Records for the exercise =
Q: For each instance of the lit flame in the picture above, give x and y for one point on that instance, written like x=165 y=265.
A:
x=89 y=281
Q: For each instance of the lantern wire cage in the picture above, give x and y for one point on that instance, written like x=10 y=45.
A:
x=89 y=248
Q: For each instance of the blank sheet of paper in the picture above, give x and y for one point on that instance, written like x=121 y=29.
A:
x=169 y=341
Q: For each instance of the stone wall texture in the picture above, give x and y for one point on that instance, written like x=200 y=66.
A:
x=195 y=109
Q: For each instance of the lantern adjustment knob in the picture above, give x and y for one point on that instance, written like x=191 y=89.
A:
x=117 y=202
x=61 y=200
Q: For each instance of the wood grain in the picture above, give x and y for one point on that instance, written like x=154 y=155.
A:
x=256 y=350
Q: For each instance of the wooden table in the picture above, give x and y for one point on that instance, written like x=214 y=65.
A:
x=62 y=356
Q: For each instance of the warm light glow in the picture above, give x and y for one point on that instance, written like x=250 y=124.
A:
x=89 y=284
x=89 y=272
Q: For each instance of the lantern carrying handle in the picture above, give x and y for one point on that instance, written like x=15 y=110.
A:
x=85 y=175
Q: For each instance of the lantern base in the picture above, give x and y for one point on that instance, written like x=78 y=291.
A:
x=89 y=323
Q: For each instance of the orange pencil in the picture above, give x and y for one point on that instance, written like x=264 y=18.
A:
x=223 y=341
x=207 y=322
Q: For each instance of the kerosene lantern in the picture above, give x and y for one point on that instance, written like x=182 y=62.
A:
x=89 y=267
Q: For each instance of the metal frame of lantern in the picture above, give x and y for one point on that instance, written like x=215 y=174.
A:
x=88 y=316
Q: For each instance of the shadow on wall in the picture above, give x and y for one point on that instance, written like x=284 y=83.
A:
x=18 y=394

...

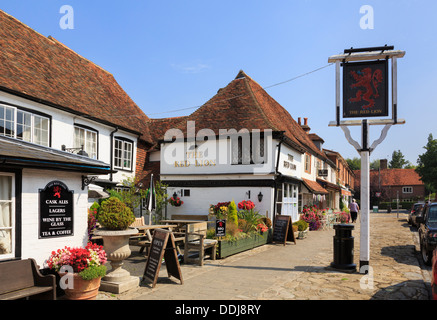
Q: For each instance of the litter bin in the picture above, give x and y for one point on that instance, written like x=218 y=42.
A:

The task = Scan the records for the word "wall", and copy each line where it is found.

Written answer =
Q: For each instance of the stone wall texture in the picture above, give x and y for one point on that instance, written like x=200 y=66.
Q: For each instance of the shadow on wall in the picture above, give x and y for one point on that instance, written like x=284 y=83.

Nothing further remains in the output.